ИСХОДНЫЙ ТЕКСТ.
ВЕД.: Так, тримає руку, так би мовити, на пульсі подій. Дуже цікаво. Ось отак от випадково розвінчали легенду. А розкажіть, будь ласка, перед цим Ви говорили, що у вас багато унікальних експонатів. Де ви берете експонати для музею?
ПУШКАРЬОВ: В формировании коллекции наш командир полковник Дейнега Виктор Григорьевич подал очень креативную мысль: мы берем экспонаты на ответственное хранение. То есть хозяин экспонатов остается хозяином. Составляется договор и чисто теоретически человек в любой момент может забрать свой экспонат, предоставленный музею. Это, во-первых, облегчает процесс передачи, потому что вот, допустим, у нас висит мундир с настоящими орденами гвардии полковника Меньшикова Николая — лучшего летчика дальней авиации независимой Украины. Он блестяще представлял нашу страну на авиационных шоу, был награжден королевой Англии серебряным блюдом и приглашен к себе на обед. В настоящее время блюдо находится в музее авиации и космонавтики Кондратюка, к сожалению: они его не выставляют. Но, тем не менее... А вот его вдова передала нам его мундир. Согласитесь, что гораздо интереснее, что он висит у нас, мы всем рассказываем о славном боевом пути гвардии полковника Меньшикова, чем он просто висел бы дома, пылился или моль его ела. И так с другими экспонатами. Поэтому люди приносят достаточно много.
ВЕД.: Тобто, у вас буває так, що просто до вас приходять і розказують: «От у нас є родичі, які мали стосунок до дальньої авіації і у нас залишились якісь певні речі, чи не візьмете»? Буває таке?
ПУШКАРЬОВ: Так оно и происходит. То есть, приходят родственники или ветераны и говорят: «Вот это вас заинтересует?» В данной ситуации, понимаете, если человек передает — он хочет, чтобы эта вещь выставлена была. У нас большой, конечно, запас и перспективы по площадям развития. То есть, экспонатов у нас сейчас много. У нас пока мало залов. Как я уже говорил, мы развиваемся не на государственные средства, а на средства спонсоров, поскольку в стране ситуация тяжелая, то в общем-то тяжело развиваться. Хотя у командира нашего есть гигантские, очень интересные перспективные планы. В частности, были получены наряды на бесплатное получение уникальных образцов бронетехники и артиллерийских систем. Среди них — знаменитая гаубица Б-4, которая воевала в финскую войну: 200 мм на гусеничном ходу. Подобные артиллерийские установки не во всяком музее встретишь. Но оказалось, что денег на перевозку этого всего на тяжелых трейлерах. Перевозка очень дорогая. И идея вообще-то — перед нашим музеем достаточно большая подготовлена площадка... Командир хотел открыть... Ну, не хотел, а хочет и, безусловно, мы это сделаем, парк техники: аналогичный тому, который на Поклонной горе в Москве или у нас, в Киеве, у Монумента Родины нашей, у музея Великой Отечественной войны. Образцы эти есть, мы можем получить их, повторюсь, бесплатно, но, увы... Вот не хватает средств на перевозку. Несколько более-менее легких артиллерийских систем на перевозку выделил наш мэр Александр Федорович Мамай и выделил средства на асфальтирование площадки перед этим. 9 мая мы не только три зала открыли. Мы открыли эту площадку с зенитными артиллерийскими орудиями, благодаря администрации нашего города. Но перспектив гораздо больше.

БЛОК ДАННЫХ.
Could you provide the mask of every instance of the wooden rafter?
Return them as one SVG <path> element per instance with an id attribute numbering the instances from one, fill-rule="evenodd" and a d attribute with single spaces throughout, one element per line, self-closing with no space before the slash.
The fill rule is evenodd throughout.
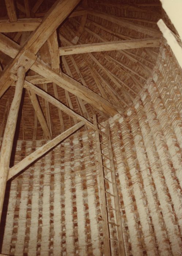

ЦЕЛЬ ЗАДАНИЯ.
Ответьте по исходному тексту:
(a) Кто передал музею мундир гвардии полковника Меньшикова?
(b) Какая гаубица упоминается в исходном тексте и в какой войне она воевала?
(c) Сколько залов музей открыл 9 мая?

РЕЗУЛЬТАТ ЗАДАНИЯ.
(a) Его вдова.
(b) Гаубица Б-4, она воевала в финскую войну.
(c) Три зала.